----- TEXT BLOCK

Adel Safty
Gulf News (Opinion)
September 12, 2011 - 12:00am

In the Art of War, the oldest military treatise in the world, Chinese writer Sun Tzu states: “ All warfare is based on deception.”
If Sun Tzu were alive today and had witnessed the Arab-Israeli conflict, he surely would have had a great deal of observations to make, and not only about war as deception: About how the Anglo-French-Israeli military campaign against Egypt in 1956 turned into a political disaster for the invaders and a triumph for Egypt; about the lightening speed of the 1967 Israeli assault on Egypt, Jordan, and Syria; about Egyptian president Anwar Al Sadat’s brilliant use of deception that preceded the 1973 war.
Sun Tzu would have certainly commented about the lengthy and ultimately unsuccessful Lebanon campaign in 1982.

----------
----- SUPPLIED INFORMATION

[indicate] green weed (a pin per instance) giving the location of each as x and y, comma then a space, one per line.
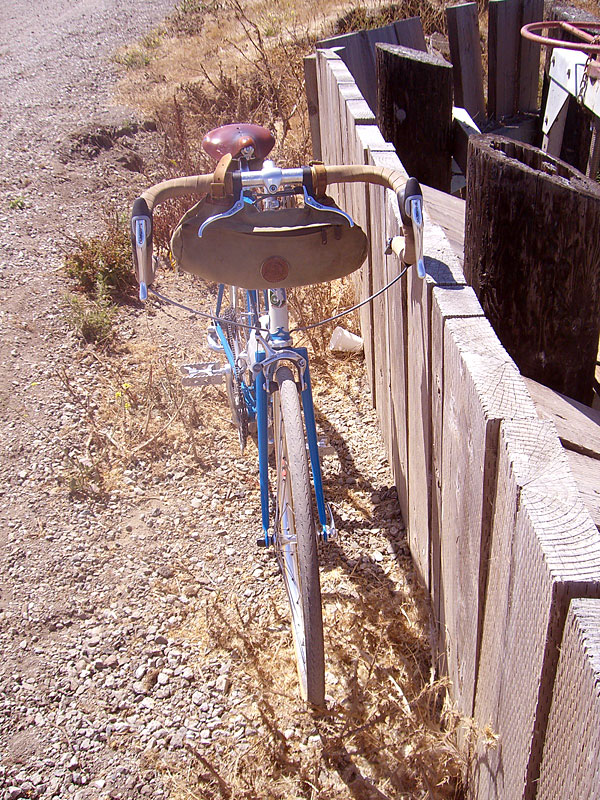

----------

**EXERCISE DIRECTIONS**: Rewrite the opinion piece on Sun Tzu and the Arab-Israeli conflict, starting at the words "In the Art of" and ending after "campaign in 1982.". Replace "deception" with "trickery" each time it appears.

**OUTPUT OF THE TASK**:
In the Art of War, the oldest military treatise in the world, Chinese writer Sun Tzu states: “ All warfare is based on trickery.”
If Sun Tzu were alive today and had witnessed the Arab-Israeli conflict, he surely would have had a great deal of observations to make, and not only about war as trickery: About how the Anglo-French-Israeli military campaign against Egypt in 1956 turned into a political disaster for the invaders and a triumph for Egypt; about the lightening speed of the 1967 Israeli assault on Egypt, Jordan, and Syria; about Egyptian president Anwar Al Sadat’s brilliant use of trickery that preceded the 1973 war.
Sun Tzu would have certainly commented about the lengthy and ultimately unsuccessful Lebanon campaign in 1982.